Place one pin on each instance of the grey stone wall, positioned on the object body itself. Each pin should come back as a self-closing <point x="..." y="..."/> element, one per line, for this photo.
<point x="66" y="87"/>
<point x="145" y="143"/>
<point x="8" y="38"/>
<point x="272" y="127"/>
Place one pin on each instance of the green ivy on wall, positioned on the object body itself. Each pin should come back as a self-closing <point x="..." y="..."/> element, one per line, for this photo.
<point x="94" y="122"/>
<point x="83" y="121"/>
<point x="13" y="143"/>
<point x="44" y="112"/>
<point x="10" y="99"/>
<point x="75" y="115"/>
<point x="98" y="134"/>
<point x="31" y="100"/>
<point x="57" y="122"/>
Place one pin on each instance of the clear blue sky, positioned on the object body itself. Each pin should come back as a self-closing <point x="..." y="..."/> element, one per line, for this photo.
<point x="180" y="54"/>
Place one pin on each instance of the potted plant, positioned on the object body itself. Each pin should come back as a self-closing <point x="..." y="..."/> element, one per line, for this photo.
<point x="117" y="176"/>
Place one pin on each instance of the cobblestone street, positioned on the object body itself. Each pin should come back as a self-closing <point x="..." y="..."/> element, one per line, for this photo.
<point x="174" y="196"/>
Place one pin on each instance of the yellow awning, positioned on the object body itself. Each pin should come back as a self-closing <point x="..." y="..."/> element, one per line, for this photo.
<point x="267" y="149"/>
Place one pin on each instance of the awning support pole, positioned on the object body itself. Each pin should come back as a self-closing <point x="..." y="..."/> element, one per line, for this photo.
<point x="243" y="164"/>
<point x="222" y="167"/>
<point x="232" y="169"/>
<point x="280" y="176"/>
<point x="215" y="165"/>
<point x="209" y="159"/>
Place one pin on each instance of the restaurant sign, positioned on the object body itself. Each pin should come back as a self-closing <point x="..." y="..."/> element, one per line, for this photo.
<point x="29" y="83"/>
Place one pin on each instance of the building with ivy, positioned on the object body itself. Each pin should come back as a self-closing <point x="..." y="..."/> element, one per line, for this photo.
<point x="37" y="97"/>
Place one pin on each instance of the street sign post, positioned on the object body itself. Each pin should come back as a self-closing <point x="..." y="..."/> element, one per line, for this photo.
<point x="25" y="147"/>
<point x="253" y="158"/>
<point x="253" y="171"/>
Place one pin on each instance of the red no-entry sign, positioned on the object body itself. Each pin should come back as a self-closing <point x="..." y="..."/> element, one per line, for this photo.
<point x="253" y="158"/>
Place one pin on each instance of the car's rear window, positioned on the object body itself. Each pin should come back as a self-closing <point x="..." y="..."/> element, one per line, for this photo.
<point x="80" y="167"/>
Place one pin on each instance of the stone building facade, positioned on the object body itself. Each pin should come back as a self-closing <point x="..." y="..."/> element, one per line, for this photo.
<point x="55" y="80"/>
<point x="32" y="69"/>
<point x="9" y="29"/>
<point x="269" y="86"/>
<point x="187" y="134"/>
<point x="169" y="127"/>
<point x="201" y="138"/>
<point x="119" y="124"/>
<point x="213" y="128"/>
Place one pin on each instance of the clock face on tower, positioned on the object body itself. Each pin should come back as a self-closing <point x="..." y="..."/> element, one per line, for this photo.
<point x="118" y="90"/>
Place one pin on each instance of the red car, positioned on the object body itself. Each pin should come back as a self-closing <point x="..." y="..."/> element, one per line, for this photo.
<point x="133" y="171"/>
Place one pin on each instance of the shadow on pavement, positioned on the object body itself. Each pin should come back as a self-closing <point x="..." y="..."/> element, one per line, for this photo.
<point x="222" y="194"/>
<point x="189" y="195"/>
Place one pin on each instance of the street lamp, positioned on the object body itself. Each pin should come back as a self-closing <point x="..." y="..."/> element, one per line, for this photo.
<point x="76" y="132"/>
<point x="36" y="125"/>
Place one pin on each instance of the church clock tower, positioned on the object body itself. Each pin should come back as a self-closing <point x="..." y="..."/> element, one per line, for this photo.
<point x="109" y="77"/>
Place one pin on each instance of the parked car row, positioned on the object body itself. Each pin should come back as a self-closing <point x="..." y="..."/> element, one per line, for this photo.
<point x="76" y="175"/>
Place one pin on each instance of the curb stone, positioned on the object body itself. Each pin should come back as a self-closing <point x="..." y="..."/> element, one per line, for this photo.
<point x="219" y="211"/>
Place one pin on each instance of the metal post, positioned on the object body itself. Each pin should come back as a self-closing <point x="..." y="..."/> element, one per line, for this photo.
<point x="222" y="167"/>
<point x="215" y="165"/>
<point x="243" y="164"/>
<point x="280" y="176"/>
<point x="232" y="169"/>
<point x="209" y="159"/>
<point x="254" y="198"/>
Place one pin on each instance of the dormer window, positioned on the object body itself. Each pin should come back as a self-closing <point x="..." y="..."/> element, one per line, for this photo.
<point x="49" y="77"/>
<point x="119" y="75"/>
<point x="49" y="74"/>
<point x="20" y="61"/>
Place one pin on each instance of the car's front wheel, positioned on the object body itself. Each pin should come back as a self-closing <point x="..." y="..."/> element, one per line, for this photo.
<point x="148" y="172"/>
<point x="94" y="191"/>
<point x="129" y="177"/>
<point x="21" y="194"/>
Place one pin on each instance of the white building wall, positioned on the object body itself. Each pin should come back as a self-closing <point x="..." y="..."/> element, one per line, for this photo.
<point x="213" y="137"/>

- EXERCISE OBJECTIVE: Starting with the line that contains "Place one pin on each instance of the dormer", restate every line up to and including the last one above, exactly.

- ANSWER SPACE:
Place one pin on each instance of the dormer window, positioned on the object body itself. Each pin should come back as a self-closing <point x="..." y="..."/> element, one per line, for this photo.
<point x="49" y="77"/>
<point x="119" y="75"/>
<point x="49" y="74"/>
<point x="20" y="61"/>
Place one pin on each instance of the car's front wheel, positioned on the object body itself. Each pin should come back as a self-closing <point x="..." y="..."/> element, one per line, for this photo.
<point x="148" y="172"/>
<point x="94" y="191"/>
<point x="129" y="177"/>
<point x="21" y="194"/>
Place one pin on each instance of the white building wall, positioned on the object body itself. Each pin should come back as a self-closing <point x="..." y="..."/> element, one per line, for this photo.
<point x="213" y="137"/>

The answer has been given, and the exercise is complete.